→ TEXTO FUENTE:
++++++++

Nunca una pera en dulce
El gobernador, desde Ibagué, pidió refuerzos para “exterminar a los bandidos del Líbano” (según el diario El Siglo). Desde la capital se anunció que se despacharía un “Batallón Tolima”. En el pueblo se esperaba que los militares hicieran un relativo contrapeso a las acciones policiales.
La población del Líbano, de mayoría liberal, nunca fue una pera en dulce para los gobiernos. En 1929, allí se protagonizó una fallida insurrección obrera que, soñaban los organizadores, iba a convertir a Colombia en una república bolchevique de modelo soviético. Tras el Bogotazo del 9 de abril de 1948, la violencia partidista se generalizó en el país. En El Líbano varios alcaldes militares aplicaron mano dura para mantener cierta legalidad, mientras que liberales y conservadores del Concejo Municipal proclamaron la paz política.
Hubo relativa tranquilidad local hasta febrero de 1951, pero el Ejército fue cambiado por policía. Por el lado de Caldas, llegaron forasteros armados, y muchas familias buscaron refugio en el casco urbano y en veredas del oriente, protegidas por la comunidad liberal. A partir de ese momento, nada pudo controlar la Violencia. El 16 de julio, ocurrió una masacre en el cementerio local, y como decía la gente, “desde ahí se dañó todo”.

++++++++

Registros extraídos:
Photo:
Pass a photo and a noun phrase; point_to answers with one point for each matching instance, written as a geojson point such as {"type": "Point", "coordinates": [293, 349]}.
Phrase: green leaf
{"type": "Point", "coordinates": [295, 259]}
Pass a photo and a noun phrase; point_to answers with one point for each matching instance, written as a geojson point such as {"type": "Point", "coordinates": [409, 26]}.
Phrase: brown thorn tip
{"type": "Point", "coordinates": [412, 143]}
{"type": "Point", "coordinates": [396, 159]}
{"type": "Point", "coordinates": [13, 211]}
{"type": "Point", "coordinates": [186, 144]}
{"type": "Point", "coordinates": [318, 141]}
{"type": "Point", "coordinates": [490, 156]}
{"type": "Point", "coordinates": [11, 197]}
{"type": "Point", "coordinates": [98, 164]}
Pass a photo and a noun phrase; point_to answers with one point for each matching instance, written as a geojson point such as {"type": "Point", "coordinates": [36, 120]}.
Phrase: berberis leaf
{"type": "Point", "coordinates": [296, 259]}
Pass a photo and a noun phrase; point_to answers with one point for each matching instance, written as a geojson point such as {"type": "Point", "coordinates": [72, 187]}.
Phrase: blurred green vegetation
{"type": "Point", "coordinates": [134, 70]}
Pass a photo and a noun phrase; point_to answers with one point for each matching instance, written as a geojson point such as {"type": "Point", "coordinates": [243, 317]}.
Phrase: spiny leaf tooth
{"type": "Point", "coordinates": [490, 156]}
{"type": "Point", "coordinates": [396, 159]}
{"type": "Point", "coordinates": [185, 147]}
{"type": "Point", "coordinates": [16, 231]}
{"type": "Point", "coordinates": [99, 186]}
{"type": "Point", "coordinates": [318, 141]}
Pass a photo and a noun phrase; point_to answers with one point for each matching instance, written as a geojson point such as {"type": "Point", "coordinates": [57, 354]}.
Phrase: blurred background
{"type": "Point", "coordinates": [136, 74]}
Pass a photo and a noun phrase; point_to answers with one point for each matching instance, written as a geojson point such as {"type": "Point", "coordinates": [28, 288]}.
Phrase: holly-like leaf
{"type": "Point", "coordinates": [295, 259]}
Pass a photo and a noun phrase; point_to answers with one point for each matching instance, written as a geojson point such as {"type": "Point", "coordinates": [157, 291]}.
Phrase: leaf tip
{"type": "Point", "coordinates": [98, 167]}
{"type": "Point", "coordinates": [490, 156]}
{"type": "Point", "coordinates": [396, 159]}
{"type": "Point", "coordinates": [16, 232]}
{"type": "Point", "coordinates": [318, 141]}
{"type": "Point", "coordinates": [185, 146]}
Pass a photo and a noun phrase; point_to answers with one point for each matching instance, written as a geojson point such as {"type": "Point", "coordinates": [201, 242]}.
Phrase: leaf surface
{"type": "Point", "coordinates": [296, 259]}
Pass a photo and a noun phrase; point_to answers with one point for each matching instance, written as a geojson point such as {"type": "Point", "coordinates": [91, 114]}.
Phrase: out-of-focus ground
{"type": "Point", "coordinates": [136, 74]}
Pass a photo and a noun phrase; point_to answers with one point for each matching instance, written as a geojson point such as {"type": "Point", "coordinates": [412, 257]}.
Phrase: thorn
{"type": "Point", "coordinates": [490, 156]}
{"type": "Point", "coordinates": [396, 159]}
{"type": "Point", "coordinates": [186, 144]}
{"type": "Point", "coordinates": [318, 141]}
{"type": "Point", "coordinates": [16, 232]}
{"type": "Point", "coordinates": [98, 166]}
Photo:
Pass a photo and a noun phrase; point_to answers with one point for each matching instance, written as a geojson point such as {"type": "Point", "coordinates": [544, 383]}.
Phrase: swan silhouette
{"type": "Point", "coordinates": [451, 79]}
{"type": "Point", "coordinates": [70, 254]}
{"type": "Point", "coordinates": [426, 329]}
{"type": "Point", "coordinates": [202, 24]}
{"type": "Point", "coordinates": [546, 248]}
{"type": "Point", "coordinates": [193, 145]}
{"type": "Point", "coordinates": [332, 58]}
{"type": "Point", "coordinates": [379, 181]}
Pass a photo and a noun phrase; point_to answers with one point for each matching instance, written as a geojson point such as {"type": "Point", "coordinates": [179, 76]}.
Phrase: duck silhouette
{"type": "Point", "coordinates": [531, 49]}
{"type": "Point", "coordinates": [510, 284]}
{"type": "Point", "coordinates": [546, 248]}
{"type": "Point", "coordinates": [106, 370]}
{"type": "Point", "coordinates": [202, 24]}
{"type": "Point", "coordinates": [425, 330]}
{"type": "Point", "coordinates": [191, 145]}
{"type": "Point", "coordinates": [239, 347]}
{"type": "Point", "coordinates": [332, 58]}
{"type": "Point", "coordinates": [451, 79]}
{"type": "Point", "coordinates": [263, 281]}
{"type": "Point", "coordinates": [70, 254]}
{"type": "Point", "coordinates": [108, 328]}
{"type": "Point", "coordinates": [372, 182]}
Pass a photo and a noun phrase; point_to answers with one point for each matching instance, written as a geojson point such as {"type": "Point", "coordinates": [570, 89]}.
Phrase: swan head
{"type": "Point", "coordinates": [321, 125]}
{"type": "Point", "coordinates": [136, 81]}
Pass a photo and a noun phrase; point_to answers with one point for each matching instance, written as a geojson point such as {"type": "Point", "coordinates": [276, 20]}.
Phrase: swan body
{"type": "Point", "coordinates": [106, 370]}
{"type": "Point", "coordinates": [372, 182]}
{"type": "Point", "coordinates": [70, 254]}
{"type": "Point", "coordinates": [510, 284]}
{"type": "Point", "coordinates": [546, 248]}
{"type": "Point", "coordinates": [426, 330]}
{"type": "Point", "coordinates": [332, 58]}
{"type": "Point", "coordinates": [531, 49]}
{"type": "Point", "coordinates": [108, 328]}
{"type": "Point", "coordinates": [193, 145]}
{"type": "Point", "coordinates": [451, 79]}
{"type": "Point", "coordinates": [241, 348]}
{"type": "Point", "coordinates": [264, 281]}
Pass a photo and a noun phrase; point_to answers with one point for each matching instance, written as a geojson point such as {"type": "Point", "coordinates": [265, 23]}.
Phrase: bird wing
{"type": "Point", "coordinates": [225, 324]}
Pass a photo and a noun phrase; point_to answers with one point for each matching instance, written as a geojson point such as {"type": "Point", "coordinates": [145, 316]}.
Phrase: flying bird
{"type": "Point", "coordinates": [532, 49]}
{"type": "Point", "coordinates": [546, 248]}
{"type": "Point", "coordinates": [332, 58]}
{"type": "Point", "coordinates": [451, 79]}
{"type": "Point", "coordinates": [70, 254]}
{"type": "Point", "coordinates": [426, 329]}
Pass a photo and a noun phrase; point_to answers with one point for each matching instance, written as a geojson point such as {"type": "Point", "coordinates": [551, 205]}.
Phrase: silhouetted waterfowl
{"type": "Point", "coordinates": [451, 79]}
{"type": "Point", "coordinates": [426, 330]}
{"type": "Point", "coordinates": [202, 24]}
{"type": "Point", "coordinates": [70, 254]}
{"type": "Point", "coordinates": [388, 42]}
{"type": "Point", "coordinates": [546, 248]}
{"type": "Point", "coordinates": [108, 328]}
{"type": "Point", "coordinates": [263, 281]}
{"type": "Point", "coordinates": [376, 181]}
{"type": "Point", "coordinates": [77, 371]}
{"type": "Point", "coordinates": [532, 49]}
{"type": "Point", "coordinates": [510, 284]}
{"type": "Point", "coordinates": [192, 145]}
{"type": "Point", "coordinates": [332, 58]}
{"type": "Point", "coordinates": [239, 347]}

++++++++

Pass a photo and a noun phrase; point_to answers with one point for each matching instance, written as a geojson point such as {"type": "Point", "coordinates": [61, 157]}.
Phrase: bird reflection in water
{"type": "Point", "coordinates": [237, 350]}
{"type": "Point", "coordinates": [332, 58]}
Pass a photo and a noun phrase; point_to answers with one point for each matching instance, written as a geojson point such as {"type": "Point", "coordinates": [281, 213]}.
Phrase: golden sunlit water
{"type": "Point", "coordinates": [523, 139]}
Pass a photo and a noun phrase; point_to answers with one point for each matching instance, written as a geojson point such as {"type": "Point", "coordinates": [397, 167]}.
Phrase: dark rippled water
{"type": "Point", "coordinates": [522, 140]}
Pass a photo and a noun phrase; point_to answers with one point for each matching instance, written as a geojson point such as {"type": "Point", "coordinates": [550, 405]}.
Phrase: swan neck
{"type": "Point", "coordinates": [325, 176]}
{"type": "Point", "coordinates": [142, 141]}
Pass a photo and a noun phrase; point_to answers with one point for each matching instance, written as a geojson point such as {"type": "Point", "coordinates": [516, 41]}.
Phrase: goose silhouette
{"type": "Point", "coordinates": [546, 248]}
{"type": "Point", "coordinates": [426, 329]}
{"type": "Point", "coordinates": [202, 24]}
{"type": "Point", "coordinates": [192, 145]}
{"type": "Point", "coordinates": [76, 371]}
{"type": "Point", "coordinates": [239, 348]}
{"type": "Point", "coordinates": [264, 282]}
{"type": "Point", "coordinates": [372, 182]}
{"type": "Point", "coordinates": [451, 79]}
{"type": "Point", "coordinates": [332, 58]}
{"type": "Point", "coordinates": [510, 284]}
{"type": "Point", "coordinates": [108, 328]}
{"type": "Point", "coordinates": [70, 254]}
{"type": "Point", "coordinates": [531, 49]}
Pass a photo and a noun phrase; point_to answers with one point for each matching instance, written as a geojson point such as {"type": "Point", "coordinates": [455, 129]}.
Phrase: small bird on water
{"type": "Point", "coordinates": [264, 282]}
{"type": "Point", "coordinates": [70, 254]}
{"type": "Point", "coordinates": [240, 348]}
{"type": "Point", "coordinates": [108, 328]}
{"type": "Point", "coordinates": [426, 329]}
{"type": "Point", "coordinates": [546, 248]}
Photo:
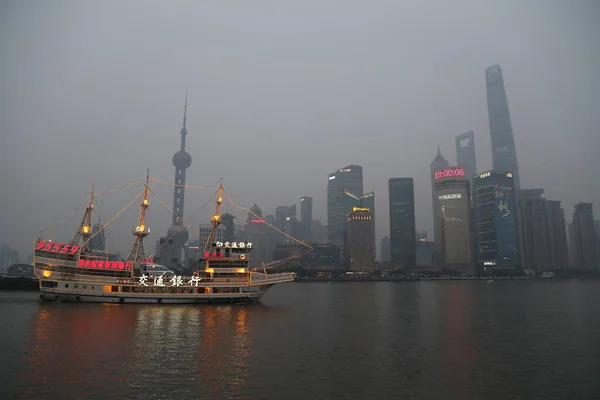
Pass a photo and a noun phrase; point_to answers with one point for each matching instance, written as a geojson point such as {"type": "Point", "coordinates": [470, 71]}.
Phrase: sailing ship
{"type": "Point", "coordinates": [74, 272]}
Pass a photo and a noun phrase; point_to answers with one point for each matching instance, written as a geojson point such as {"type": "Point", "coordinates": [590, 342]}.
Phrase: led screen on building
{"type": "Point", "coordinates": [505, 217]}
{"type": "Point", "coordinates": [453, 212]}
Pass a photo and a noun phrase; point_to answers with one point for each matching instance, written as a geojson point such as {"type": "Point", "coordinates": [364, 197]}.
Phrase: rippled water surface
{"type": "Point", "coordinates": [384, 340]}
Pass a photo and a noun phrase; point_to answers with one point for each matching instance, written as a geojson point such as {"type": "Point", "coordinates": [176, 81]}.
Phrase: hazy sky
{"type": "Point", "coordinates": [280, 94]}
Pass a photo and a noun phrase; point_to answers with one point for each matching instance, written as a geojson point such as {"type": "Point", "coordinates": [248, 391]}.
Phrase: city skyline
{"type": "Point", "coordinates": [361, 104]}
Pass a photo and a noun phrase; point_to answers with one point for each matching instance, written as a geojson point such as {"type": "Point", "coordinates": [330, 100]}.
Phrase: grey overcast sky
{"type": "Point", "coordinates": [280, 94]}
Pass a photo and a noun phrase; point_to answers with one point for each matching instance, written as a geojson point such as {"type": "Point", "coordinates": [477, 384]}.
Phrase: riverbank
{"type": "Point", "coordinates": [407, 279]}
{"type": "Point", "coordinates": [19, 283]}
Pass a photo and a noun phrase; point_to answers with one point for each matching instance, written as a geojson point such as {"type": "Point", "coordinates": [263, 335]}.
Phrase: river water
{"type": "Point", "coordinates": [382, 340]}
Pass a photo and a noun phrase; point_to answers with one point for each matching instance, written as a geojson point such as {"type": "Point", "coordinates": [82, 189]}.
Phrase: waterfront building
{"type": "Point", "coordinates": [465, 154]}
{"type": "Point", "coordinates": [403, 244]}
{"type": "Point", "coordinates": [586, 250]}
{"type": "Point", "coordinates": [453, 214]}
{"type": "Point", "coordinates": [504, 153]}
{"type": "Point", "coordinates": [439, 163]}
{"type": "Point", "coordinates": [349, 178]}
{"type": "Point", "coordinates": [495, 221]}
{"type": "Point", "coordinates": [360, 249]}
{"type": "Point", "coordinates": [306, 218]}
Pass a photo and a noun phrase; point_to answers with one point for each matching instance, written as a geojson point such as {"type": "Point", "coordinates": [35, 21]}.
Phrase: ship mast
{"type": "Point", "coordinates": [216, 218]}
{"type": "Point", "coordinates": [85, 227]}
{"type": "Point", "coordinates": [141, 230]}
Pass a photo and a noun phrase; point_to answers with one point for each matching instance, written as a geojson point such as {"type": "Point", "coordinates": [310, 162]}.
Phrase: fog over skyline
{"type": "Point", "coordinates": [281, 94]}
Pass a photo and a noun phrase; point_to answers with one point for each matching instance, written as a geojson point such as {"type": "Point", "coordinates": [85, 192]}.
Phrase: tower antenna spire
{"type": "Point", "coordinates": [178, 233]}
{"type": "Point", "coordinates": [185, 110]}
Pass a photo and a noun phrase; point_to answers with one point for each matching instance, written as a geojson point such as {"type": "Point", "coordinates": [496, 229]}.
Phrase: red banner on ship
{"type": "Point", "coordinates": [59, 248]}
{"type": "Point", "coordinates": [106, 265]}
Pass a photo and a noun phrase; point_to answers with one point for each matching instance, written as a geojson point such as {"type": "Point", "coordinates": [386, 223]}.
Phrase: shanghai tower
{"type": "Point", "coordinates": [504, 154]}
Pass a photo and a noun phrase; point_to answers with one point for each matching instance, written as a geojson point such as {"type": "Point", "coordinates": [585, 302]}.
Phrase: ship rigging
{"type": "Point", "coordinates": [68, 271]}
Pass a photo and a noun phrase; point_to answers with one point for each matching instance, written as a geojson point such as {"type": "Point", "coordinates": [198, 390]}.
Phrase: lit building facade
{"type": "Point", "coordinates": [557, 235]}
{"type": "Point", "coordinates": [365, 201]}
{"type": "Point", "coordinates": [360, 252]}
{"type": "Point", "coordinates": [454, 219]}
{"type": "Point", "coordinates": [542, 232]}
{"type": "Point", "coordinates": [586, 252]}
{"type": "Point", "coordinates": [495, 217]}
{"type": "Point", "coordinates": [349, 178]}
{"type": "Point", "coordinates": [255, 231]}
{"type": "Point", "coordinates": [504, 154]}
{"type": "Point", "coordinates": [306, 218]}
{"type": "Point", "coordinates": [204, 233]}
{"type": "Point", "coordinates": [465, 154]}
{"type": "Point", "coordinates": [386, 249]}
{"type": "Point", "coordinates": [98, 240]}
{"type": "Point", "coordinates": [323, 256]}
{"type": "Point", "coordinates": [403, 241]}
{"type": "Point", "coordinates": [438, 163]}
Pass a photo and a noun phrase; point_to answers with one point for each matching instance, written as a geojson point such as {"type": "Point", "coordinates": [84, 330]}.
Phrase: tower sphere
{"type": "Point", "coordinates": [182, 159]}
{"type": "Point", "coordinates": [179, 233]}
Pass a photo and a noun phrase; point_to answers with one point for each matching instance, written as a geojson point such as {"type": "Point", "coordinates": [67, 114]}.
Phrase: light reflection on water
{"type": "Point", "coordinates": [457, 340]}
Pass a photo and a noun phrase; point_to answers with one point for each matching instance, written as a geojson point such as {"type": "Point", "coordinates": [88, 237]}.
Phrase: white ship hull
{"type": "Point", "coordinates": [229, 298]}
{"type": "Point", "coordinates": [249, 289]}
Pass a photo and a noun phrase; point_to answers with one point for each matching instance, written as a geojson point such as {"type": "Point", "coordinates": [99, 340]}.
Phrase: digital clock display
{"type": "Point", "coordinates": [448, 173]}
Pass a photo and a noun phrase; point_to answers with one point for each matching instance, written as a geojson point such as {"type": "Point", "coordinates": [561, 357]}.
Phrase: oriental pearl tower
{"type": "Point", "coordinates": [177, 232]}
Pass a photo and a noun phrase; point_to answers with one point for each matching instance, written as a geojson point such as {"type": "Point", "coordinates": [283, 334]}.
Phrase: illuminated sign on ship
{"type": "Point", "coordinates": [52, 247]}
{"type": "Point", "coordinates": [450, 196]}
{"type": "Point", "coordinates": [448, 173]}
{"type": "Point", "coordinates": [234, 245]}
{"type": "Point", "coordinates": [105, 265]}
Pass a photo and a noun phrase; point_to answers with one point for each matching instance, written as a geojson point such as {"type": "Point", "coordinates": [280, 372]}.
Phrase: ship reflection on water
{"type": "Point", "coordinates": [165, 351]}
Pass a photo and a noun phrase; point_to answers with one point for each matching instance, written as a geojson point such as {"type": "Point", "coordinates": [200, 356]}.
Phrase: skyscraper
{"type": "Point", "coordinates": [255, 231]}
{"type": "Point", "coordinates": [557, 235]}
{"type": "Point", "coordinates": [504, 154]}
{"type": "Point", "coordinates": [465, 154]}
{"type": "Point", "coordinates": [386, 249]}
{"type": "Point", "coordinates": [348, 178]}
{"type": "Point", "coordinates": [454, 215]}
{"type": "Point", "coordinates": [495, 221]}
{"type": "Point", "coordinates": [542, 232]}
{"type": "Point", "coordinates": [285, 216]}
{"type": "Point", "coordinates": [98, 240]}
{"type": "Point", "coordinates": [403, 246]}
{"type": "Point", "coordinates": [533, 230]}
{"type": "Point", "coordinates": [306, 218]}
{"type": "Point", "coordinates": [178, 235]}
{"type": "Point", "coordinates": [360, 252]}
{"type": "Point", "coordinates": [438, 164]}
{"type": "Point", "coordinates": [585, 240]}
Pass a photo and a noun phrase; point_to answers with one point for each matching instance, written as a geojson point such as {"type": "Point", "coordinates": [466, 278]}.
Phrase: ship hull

++++++++

→ CONSIGNA: Vuelve a escribir íntegro el texto sobre El Líbano, sin alterar ninguna palabra ni ningún signo. Las líneas no hacen falta para resolver esto.

→ RESPUESTA:
Nunca una pera en dulce
El gobernador, desde Ibagué, pidió refuerzos para “exterminar a los bandidos del Líbano” (según el diario El Siglo). Desde la capital se anunció que se despacharía un “Batallón Tolima”. En el pueblo se esperaba que los militares hicieran un relativo contrapeso a las acciones policiales.
La población del Líbano, de mayoría liberal, nunca fue una pera en dulce para los gobiernos. En 1929, allí se protagonizó una fallida insurrección obrera que, soñaban los organizadores, iba a convertir a Colombia en una república bolchevique de modelo soviético. Tras el Bogotazo del 9 de abril de 1948, la violencia partidista se generalizó en el país. En El Líbano varios alcaldes militares aplicaron mano dura para mantener cierta legalidad, mientras que liberales y conservadores del Concejo Municipal proclamaron la paz política.
Hubo relativa tranquilidad local hasta febrero de 1951, pero el Ejército fue cambiado por policía. Por el lado de Caldas, llegaron forasteros armados, y muchas familias buscaron refugio en el casco urbano y en veredas del oriente, protegidas por la comunidad liberal. A partir de ese momento, nada pudo controlar la Violencia. El 16 de julio, ocurrió una masacre en el cementerio local, y como decía la gente, “desde ahí se dañó todo”.